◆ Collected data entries
↓↓↓

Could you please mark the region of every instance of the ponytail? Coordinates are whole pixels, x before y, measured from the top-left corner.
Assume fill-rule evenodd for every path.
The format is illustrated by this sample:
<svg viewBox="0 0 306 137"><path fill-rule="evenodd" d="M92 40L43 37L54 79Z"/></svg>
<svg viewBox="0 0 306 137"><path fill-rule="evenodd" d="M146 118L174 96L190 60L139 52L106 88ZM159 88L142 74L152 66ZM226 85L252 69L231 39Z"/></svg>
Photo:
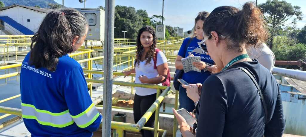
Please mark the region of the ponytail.
<svg viewBox="0 0 306 137"><path fill-rule="evenodd" d="M76 36L85 35L88 25L84 16L77 11L65 9L48 13L32 38L30 64L35 68L55 71L58 58L71 53Z"/></svg>

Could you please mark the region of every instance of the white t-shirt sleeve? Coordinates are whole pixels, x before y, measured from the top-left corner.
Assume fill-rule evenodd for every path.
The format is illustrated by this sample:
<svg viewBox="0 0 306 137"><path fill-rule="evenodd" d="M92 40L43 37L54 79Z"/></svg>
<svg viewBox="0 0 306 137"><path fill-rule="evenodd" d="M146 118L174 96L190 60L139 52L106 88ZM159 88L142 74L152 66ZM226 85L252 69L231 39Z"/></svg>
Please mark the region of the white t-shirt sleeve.
<svg viewBox="0 0 306 137"><path fill-rule="evenodd" d="M165 63L168 63L167 58L164 53L162 51L157 53L157 57L156 59L156 66L158 66Z"/></svg>

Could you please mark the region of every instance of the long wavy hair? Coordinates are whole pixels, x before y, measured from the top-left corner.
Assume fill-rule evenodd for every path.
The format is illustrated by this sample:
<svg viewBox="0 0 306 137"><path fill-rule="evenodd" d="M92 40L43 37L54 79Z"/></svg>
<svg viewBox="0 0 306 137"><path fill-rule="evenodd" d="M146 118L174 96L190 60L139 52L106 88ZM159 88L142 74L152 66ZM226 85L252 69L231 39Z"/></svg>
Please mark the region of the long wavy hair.
<svg viewBox="0 0 306 137"><path fill-rule="evenodd" d="M209 15L209 12L206 11L203 11L199 12L198 16L194 19L194 26L192 28L191 30L191 32L189 37L193 37L196 36L196 24L198 21L200 19L202 20L203 21L205 21L206 18Z"/></svg>
<svg viewBox="0 0 306 137"><path fill-rule="evenodd" d="M32 38L30 64L54 72L58 58L73 50L73 39L77 43L86 34L87 22L78 11L65 9L52 11L45 17L37 33Z"/></svg>
<svg viewBox="0 0 306 137"><path fill-rule="evenodd" d="M155 34L155 31L154 31L154 29L150 26L147 26L143 27L139 30L139 31L137 35L137 42L136 42L136 50L137 51L136 51L136 60L135 60L134 65L136 65L136 63L138 65L139 65L139 62L140 62L143 50L144 49L144 47L141 45L141 43L140 42L140 36L144 31L148 31L153 36L153 44L150 47L150 50L147 53L147 54L146 54L144 57L146 60L145 64L150 63L152 58L155 58L155 48L156 48L156 43L157 39L156 38L156 35Z"/></svg>

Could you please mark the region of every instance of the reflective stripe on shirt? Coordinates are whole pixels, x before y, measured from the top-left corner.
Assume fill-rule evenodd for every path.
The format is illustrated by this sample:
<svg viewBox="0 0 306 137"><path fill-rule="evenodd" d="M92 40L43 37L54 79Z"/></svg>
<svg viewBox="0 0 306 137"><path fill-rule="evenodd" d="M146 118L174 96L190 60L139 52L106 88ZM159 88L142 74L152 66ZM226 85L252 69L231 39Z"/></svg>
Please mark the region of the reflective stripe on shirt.
<svg viewBox="0 0 306 137"><path fill-rule="evenodd" d="M54 113L37 109L32 105L22 103L21 105L22 118L24 118L35 119L40 124L57 128L63 128L73 123L69 110Z"/></svg>
<svg viewBox="0 0 306 137"><path fill-rule="evenodd" d="M75 116L70 115L78 126L81 128L88 127L99 117L100 114L93 103L85 111Z"/></svg>
<svg viewBox="0 0 306 137"><path fill-rule="evenodd" d="M21 110L23 118L35 119L43 125L63 128L75 122L79 127L84 128L93 123L100 115L92 103L85 111L75 116L70 115L69 110L54 113L38 109L33 105L22 103Z"/></svg>

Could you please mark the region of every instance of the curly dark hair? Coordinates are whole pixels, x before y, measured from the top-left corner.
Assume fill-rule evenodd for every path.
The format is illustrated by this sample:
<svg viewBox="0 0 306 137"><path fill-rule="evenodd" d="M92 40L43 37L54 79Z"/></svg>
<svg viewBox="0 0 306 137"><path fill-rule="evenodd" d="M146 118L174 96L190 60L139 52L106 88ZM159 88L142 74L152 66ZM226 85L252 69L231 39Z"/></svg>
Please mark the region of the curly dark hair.
<svg viewBox="0 0 306 137"><path fill-rule="evenodd" d="M222 34L225 37L219 37L227 40L228 49L242 52L241 45L246 45L246 48L258 42L264 42L270 37L264 19L254 2L246 3L241 10L230 6L219 7L205 20L203 31L207 35L212 31Z"/></svg>
<svg viewBox="0 0 306 137"><path fill-rule="evenodd" d="M153 36L153 44L150 47L150 50L147 53L147 54L146 54L146 56L145 57L145 58L146 59L146 64L150 63L152 58L155 57L155 48L156 47L156 42L157 40L156 35L155 34L155 31L154 31L153 28L149 26L147 26L143 27L139 30L139 31L137 35L137 42L136 42L136 57L134 63L134 65L136 65L136 63L138 65L139 65L139 62L140 62L140 58L141 58L141 55L142 54L142 51L144 49L144 47L141 45L141 43L140 42L140 35L144 31L148 31Z"/></svg>

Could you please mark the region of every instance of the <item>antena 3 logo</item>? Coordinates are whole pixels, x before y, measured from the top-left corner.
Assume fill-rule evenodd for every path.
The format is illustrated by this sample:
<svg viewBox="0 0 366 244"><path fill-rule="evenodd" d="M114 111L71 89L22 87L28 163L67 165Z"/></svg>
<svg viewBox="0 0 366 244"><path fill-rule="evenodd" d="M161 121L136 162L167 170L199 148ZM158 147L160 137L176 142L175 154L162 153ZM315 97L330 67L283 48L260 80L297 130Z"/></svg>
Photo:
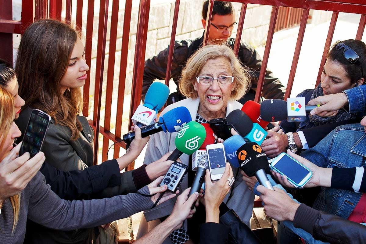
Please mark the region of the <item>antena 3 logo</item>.
<svg viewBox="0 0 366 244"><path fill-rule="evenodd" d="M178 132L178 135L177 135L177 136L178 137L178 138L182 138L182 137L184 135L184 134L186 133L186 131L188 129L189 129L189 125L186 125L182 127L182 129L179 130L179 132Z"/></svg>
<svg viewBox="0 0 366 244"><path fill-rule="evenodd" d="M183 128L182 128L182 129L183 129ZM180 131L179 131L179 132L180 132ZM198 141L201 139L201 137L198 137L198 136L196 136L193 138L186 141L186 148L188 150L193 150L198 148L199 146Z"/></svg>

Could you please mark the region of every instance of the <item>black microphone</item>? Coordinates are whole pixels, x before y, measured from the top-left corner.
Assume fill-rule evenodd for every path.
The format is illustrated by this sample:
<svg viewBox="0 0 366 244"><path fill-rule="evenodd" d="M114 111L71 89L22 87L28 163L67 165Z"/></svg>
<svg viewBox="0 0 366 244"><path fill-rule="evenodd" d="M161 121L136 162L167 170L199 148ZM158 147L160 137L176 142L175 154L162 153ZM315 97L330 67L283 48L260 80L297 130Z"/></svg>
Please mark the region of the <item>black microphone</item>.
<svg viewBox="0 0 366 244"><path fill-rule="evenodd" d="M306 105L305 113L309 113L318 105ZM261 117L265 120L274 122L287 119L287 102L281 99L268 99L261 104Z"/></svg>
<svg viewBox="0 0 366 244"><path fill-rule="evenodd" d="M195 192L199 193L202 184L205 181L205 176L206 176L206 170L208 169L208 159L207 154L203 154L198 159L197 163L197 172L194 176L193 182L192 183L191 190L189 191L188 197Z"/></svg>
<svg viewBox="0 0 366 244"><path fill-rule="evenodd" d="M265 170L269 168L267 155L258 144L247 142L239 148L236 155L240 168L249 177L255 175L260 184L273 189Z"/></svg>

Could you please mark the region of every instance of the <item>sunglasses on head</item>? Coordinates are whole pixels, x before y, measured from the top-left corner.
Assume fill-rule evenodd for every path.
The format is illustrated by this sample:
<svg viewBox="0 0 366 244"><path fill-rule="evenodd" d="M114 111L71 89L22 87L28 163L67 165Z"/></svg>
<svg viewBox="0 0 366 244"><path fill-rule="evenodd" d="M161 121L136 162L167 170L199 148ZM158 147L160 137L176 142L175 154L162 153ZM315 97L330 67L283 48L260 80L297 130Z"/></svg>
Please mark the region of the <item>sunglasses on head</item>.
<svg viewBox="0 0 366 244"><path fill-rule="evenodd" d="M346 45L340 41L337 41L335 43L332 48L336 50L339 50L342 48L343 50L343 56L348 60L350 63L352 64L355 63L358 61L358 64L361 69L361 72L363 76L363 70L362 66L361 65L361 63L360 61L360 56L355 52L353 49Z"/></svg>

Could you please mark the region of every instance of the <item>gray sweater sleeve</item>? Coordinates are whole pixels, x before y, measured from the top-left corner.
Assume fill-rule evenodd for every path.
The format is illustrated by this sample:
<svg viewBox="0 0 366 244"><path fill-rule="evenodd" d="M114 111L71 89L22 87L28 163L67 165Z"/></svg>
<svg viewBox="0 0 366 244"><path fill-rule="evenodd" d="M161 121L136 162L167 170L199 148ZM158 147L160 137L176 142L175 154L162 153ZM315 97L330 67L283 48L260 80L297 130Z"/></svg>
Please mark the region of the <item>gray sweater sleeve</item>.
<svg viewBox="0 0 366 244"><path fill-rule="evenodd" d="M31 181L28 218L55 229L90 228L124 218L152 207L150 198L136 193L111 198L66 201L60 199L44 182L38 172ZM139 191L150 194L147 186Z"/></svg>

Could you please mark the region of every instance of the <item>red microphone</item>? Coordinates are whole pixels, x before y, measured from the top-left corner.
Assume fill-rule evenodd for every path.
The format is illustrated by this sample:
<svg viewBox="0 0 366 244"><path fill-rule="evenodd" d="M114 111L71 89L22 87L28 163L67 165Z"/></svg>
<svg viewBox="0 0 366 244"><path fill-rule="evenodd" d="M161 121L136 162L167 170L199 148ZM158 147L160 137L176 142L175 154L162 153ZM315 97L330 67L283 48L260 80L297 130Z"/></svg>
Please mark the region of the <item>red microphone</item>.
<svg viewBox="0 0 366 244"><path fill-rule="evenodd" d="M262 128L267 126L269 122L261 118L261 105L254 101L248 101L243 105L242 111L248 116L253 123L257 123Z"/></svg>
<svg viewBox="0 0 366 244"><path fill-rule="evenodd" d="M192 170L197 170L197 162L201 156L207 154L206 150L206 146L210 144L215 143L215 138L213 136L214 132L210 127L208 123L203 123L201 124L205 127L206 131L206 137L203 143L198 150L195 152L192 156Z"/></svg>

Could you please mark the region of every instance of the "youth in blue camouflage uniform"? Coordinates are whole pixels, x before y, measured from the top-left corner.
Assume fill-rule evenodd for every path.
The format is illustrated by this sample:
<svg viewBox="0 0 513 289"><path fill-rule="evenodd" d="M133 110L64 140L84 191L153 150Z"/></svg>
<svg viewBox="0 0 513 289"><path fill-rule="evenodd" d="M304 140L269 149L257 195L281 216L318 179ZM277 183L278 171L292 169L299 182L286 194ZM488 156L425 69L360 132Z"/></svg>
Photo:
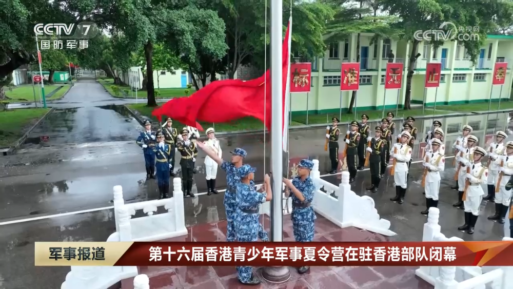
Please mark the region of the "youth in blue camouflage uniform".
<svg viewBox="0 0 513 289"><path fill-rule="evenodd" d="M315 186L310 177L310 171L313 168L313 162L309 160L301 160L298 168L298 177L291 181L283 178L283 182L292 198L290 218L294 230L294 239L296 242L312 242L314 222L317 219L313 207L311 206ZM304 274L309 267L302 266L298 272L300 274Z"/></svg>
<svg viewBox="0 0 513 289"><path fill-rule="evenodd" d="M157 142L159 144L153 147L157 163L155 166L157 171L157 183L159 184L159 200L167 199L169 192L169 158L171 156L171 146L164 142L165 139L161 131L157 133Z"/></svg>
<svg viewBox="0 0 513 289"><path fill-rule="evenodd" d="M240 181L237 184L235 194L237 210L235 215L235 227L239 242L256 242L258 240L259 206L272 198L268 175L265 175L264 181L265 192L256 191L254 186L251 184L255 170L249 165L244 165L238 169ZM256 285L260 283L260 280L253 276L253 268L251 266L238 266L237 272L239 280L243 284Z"/></svg>
<svg viewBox="0 0 513 289"><path fill-rule="evenodd" d="M151 122L150 121L144 122L144 128L146 130L141 132L135 143L143 148L147 181L150 179L155 179L155 153L153 149L155 146L155 132L151 130Z"/></svg>
<svg viewBox="0 0 513 289"><path fill-rule="evenodd" d="M233 220L236 210L235 192L237 184L240 182L240 178L237 174L237 169L242 166L243 161L247 153L244 149L238 147L233 151L230 152L232 154L231 161L226 162L223 161L215 151L205 146L202 142L197 142L196 144L200 148L205 151L226 172L226 191L225 192L223 202L226 211L226 241L234 242L236 235ZM254 187L254 182L252 180L251 181L251 185ZM259 227L259 238L264 242L269 241L267 232L264 230L261 224Z"/></svg>

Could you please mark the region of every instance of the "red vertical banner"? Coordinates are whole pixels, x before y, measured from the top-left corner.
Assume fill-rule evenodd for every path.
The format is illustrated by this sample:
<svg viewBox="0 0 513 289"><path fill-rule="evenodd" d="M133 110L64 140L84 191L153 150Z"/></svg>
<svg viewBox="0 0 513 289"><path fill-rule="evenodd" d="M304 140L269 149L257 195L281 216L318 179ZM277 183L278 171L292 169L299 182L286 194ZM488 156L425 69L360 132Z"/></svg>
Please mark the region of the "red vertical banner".
<svg viewBox="0 0 513 289"><path fill-rule="evenodd" d="M398 89L403 84L402 63L387 63L385 72L385 89Z"/></svg>
<svg viewBox="0 0 513 289"><path fill-rule="evenodd" d="M494 85L502 85L506 81L506 70L507 69L507 62L496 62L494 67L494 76L491 84Z"/></svg>
<svg viewBox="0 0 513 289"><path fill-rule="evenodd" d="M309 92L311 87L312 64L290 64L290 93Z"/></svg>
<svg viewBox="0 0 513 289"><path fill-rule="evenodd" d="M426 66L426 82L424 87L427 88L440 86L441 73L441 63L428 63Z"/></svg>
<svg viewBox="0 0 513 289"><path fill-rule="evenodd" d="M360 88L360 63L342 63L340 69L340 90L358 90Z"/></svg>

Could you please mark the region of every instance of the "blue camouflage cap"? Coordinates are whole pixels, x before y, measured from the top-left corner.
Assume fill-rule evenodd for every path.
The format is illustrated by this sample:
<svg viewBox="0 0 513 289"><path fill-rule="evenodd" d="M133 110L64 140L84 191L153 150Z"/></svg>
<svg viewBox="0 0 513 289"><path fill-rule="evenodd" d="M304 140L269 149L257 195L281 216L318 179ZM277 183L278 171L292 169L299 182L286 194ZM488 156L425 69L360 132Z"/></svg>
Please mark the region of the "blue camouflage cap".
<svg viewBox="0 0 513 289"><path fill-rule="evenodd" d="M237 172L239 175L239 177L242 179L248 175L249 175L250 173L254 172L255 171L256 171L256 168L249 165L244 165L242 167L239 168L239 170L237 171Z"/></svg>
<svg viewBox="0 0 513 289"><path fill-rule="evenodd" d="M310 161L310 160L304 159L301 160L301 161L299 162L299 164L298 164L298 166L311 170L313 168L313 162Z"/></svg>
<svg viewBox="0 0 513 289"><path fill-rule="evenodd" d="M233 151L230 151L230 153L235 156L240 156L243 158L245 158L246 156L248 154L245 150L238 147L235 148L235 149L233 150Z"/></svg>

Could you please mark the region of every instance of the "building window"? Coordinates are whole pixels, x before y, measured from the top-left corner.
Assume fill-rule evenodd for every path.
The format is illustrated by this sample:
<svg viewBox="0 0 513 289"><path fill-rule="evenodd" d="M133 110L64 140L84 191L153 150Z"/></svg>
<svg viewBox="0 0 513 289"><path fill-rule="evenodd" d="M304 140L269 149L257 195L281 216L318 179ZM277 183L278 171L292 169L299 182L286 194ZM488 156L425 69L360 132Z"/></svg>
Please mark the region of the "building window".
<svg viewBox="0 0 513 289"><path fill-rule="evenodd" d="M339 58L339 44L329 44L329 58Z"/></svg>
<svg viewBox="0 0 513 289"><path fill-rule="evenodd" d="M324 85L340 85L340 75L324 76Z"/></svg>
<svg viewBox="0 0 513 289"><path fill-rule="evenodd" d="M381 54L382 58L386 58L390 53L390 49L392 48L389 39L383 40L383 51Z"/></svg>
<svg viewBox="0 0 513 289"><path fill-rule="evenodd" d="M485 73L476 73L474 74L474 81L485 81L486 74Z"/></svg>
<svg viewBox="0 0 513 289"><path fill-rule="evenodd" d="M467 74L463 73L457 73L452 75L452 81L465 81L467 80Z"/></svg>
<svg viewBox="0 0 513 289"><path fill-rule="evenodd" d="M447 125L446 133L456 133L460 132L460 127L461 126L460 123L451 123Z"/></svg>
<svg viewBox="0 0 513 289"><path fill-rule="evenodd" d="M372 84L372 75L360 75L360 84Z"/></svg>

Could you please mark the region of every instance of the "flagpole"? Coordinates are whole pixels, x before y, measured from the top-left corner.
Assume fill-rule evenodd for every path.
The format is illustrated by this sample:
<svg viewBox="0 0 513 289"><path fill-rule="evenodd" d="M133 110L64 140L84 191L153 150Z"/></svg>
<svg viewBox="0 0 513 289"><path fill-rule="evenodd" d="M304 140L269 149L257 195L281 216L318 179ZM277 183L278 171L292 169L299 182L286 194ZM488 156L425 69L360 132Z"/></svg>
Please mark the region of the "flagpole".
<svg viewBox="0 0 513 289"><path fill-rule="evenodd" d="M282 90L283 62L282 36L283 30L283 1L270 1L271 6L271 171L272 172L271 201L271 238L273 242L282 242L283 234L283 107ZM266 7L267 8L267 7ZM291 10L290 13L292 13ZM286 115L286 114L285 115ZM274 283L281 283L290 278L288 267L265 267L262 271L264 279Z"/></svg>

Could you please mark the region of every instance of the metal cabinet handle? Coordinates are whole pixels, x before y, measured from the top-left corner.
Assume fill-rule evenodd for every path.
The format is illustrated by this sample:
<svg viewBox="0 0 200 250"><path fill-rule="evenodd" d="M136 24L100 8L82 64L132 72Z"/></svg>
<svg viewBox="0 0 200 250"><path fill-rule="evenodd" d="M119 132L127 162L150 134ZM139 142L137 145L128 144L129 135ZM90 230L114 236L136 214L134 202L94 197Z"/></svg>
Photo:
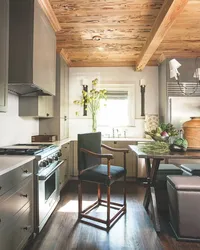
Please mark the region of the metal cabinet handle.
<svg viewBox="0 0 200 250"><path fill-rule="evenodd" d="M28 198L28 194L20 194L21 197Z"/></svg>

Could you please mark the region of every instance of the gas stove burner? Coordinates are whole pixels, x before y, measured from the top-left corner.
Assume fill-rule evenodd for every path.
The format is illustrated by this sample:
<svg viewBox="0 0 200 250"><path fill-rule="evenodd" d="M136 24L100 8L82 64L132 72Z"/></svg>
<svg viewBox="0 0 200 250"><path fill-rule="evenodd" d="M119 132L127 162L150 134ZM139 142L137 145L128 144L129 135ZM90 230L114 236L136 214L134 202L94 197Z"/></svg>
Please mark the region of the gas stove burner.
<svg viewBox="0 0 200 250"><path fill-rule="evenodd" d="M57 148L53 144L14 144L0 148L0 155L42 155Z"/></svg>

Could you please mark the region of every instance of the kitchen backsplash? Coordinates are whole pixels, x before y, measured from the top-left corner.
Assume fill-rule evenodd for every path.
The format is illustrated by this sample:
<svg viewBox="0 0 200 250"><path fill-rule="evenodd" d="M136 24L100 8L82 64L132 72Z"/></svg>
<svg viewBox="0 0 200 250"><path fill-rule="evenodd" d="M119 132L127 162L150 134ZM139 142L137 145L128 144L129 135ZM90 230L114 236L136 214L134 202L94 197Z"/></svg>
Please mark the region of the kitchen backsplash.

↑↑↑

◆ Written task
Reproduce verbatim the lines of the material from the line containing "the kitchen backsplash?" through the end of the material.

◆ Solution to the problem
Could you please mark the region of every instance of the kitchen backsplash? Coordinates are whole pixels, x before y, measured from the top-left corner.
Assume fill-rule evenodd for every path.
The format is illustrated by this sample:
<svg viewBox="0 0 200 250"><path fill-rule="evenodd" d="M136 24L100 8L82 64L132 72Z"/></svg>
<svg viewBox="0 0 200 250"><path fill-rule="evenodd" d="M119 132L127 162L150 134ZM139 142L137 145L128 144L129 135ZM90 230L114 236L136 214L134 202L94 197Z"/></svg>
Please mark the region of the kitchen backsplash.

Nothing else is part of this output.